Records supplied:
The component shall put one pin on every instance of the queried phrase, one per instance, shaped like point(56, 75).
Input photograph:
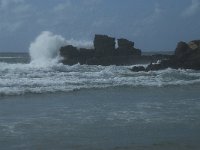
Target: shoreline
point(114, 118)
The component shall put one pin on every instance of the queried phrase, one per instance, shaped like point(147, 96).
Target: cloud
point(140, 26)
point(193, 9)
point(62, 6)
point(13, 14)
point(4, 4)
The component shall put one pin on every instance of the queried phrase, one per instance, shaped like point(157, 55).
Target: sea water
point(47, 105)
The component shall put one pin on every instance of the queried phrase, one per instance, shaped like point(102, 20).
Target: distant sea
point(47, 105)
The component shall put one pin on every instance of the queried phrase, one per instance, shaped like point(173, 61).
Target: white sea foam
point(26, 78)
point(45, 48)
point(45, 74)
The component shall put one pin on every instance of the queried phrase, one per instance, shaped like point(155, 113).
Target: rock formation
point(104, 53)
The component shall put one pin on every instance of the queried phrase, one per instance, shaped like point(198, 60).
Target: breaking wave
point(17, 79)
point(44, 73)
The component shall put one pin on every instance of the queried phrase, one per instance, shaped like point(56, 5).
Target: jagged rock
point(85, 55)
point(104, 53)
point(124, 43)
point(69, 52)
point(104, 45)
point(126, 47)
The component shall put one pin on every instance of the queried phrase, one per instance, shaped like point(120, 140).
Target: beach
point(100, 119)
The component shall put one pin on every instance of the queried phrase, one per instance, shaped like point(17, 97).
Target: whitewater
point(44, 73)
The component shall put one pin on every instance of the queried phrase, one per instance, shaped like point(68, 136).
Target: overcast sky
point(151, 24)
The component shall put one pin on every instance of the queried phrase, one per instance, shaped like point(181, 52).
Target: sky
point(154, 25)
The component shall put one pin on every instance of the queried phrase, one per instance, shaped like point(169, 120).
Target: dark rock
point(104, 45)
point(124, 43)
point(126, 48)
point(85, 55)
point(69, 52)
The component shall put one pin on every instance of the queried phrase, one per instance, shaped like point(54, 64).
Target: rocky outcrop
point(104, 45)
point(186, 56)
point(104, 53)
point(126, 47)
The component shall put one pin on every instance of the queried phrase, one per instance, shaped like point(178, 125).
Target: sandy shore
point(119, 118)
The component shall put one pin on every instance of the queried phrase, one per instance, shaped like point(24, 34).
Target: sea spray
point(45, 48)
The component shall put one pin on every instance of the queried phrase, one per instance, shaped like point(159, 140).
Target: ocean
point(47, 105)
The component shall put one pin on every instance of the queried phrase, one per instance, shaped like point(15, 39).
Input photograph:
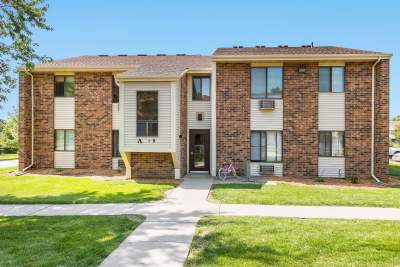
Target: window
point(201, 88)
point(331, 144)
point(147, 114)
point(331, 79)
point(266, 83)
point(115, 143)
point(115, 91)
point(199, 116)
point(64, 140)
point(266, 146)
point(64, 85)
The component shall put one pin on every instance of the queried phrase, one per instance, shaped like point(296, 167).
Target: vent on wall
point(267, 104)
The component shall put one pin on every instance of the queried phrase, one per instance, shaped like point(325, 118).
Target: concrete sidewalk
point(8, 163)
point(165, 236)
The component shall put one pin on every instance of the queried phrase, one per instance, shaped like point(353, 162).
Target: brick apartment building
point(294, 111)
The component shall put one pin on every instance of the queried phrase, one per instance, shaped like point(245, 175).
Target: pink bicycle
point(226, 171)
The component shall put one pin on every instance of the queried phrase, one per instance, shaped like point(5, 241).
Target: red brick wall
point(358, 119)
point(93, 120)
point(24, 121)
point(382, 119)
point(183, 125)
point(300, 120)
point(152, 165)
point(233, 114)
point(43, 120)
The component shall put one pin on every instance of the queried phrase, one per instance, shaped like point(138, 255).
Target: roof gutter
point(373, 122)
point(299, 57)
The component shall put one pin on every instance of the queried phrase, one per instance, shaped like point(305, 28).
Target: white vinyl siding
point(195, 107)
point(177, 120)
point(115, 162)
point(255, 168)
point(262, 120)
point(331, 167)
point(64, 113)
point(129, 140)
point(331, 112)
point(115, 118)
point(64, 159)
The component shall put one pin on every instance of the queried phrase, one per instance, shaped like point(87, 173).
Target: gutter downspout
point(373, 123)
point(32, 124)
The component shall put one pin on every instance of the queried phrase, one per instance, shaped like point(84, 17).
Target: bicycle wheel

Goal of the exercise: Nothing but the records, repeated exactly and stripped of pictures, should appear in the answer.

Response to the task:
The component shall put one pin on every instance of the queried phrase, one per instance, shaped like point(56, 75).
Input photograph:
Target: shoreline
point(114, 118)
The component shall put one pin on every instance of the queried phrase, one per instance, shaped like point(147, 96).
Target: cloud
point(140, 26)
point(193, 9)
point(62, 6)
point(13, 14)
point(4, 4)
The component shall put one pin on every instance of the queried phrase, one per instance, shaped like point(157, 55).
Target: sea water
point(47, 105)
The component shall put one pin on every instance of the queried phrase, one per instance, shaped like point(102, 20).
Target: distant sea
point(47, 105)
The component shall put one pin on every instance of the queried phrase, one per instance, shaped like point(173, 61).
Target: white sea foam
point(26, 78)
point(45, 48)
point(45, 74)
The component shall put one pin on every instance of the queried phrase, one per instance, shaped like point(155, 113).
Target: rock formation
point(104, 53)
The component shall put one pin on every instance of the queried phrase, one per instance, shaped like point(198, 60).
Target: breaking wave
point(17, 79)
point(44, 73)
The component shall put one pin on every instance of the queried phrase, one per instance, shaped like point(56, 5).
Target: jagged rock
point(85, 55)
point(104, 53)
point(124, 43)
point(69, 52)
point(104, 45)
point(126, 47)
The component shall put one pin on every instance of the queried phrase, one per instance, shaped like point(120, 140).
Target: beach
point(100, 119)
The component shall put one pin on every instance of the queried phrase, one per instance, shaped like point(17, 97).
Target: whitewater
point(44, 73)
The component shall put one pin on every instance of the queried phrase, one per instance, shaped like point(68, 136).
Target: overcast sky
point(151, 24)
The component shall put one pin on every instance of the queried phrase, one per instance, shaped like point(181, 52).
Target: sky
point(154, 25)
The component shall put one pin on every instance of the queried phrase, one per instance, shaped like point(169, 120).
Target: dark rock
point(104, 45)
point(124, 43)
point(126, 48)
point(85, 55)
point(69, 52)
The component shall put one pin on every instance of the queried phrase, one per instance, shaped like point(54, 64).
Target: rocky outcrop
point(104, 45)
point(186, 56)
point(104, 53)
point(126, 47)
The component shall put one pin on every instance of the queried phrase, one per instance, shaped like point(178, 125).
Target: sandy shore
point(119, 118)
The component shall put one pin on every instance of the queried phrase, one per instance, shaped like point(24, 34).
Target: sea spray
point(45, 48)
The component shall put one pin on every instance of the queried phrase, one per instance, shaped like point(159, 140).
Target: ocean
point(47, 105)
The component shall put one pin on every instance of the queried phrase, one per instance, shaped like point(15, 39).
Input photograph:
Target: window
point(201, 88)
point(331, 144)
point(147, 114)
point(331, 79)
point(266, 83)
point(115, 143)
point(115, 91)
point(199, 116)
point(64, 140)
point(266, 146)
point(64, 85)
The component shall put one pin on every instance of the queried phrase, one per instance, shaped like point(296, 167).
Target: vent on wall
point(267, 104)
The component shall put one pin on every instance of the queried phrase, one per instance, shaped like point(325, 118).
Target: concrete sidewalk
point(8, 163)
point(165, 236)
The component shall put one pin on every instance of the queried phrase, one per instance, shaped like point(353, 162).
Target: brick apartment building
point(294, 111)
The component shall put one pin on every instance of the queried phrase, one per instance, shaped like point(245, 175).
Target: pink bicycle
point(226, 171)
The component shall put one pin on every instance of the queried phrase, one per instance, shaped like point(5, 241).
Target: red brick wall
point(358, 119)
point(93, 120)
point(24, 121)
point(382, 119)
point(183, 125)
point(300, 120)
point(152, 165)
point(233, 114)
point(43, 120)
The component shall put one pin on every instance of the queried phrase, one per instance, shaped like point(138, 255).
Target: roof gutter
point(373, 122)
point(299, 57)
The component shall put one pin on every instance of the queried phrase, one per instance, shaped like point(305, 28).
Target: white vinyl siding
point(195, 107)
point(177, 120)
point(115, 162)
point(255, 168)
point(262, 120)
point(331, 167)
point(64, 113)
point(129, 140)
point(331, 112)
point(115, 118)
point(64, 159)
The component shall put one pin on every instance of the queried phrase, one per instance, shaped like point(87, 173).
Target: gutter downspout
point(373, 123)
point(32, 124)
The component shall put one pin on every instance of the queried phrase, one per instance, shaped like point(84, 17).
Target: bicycle wheel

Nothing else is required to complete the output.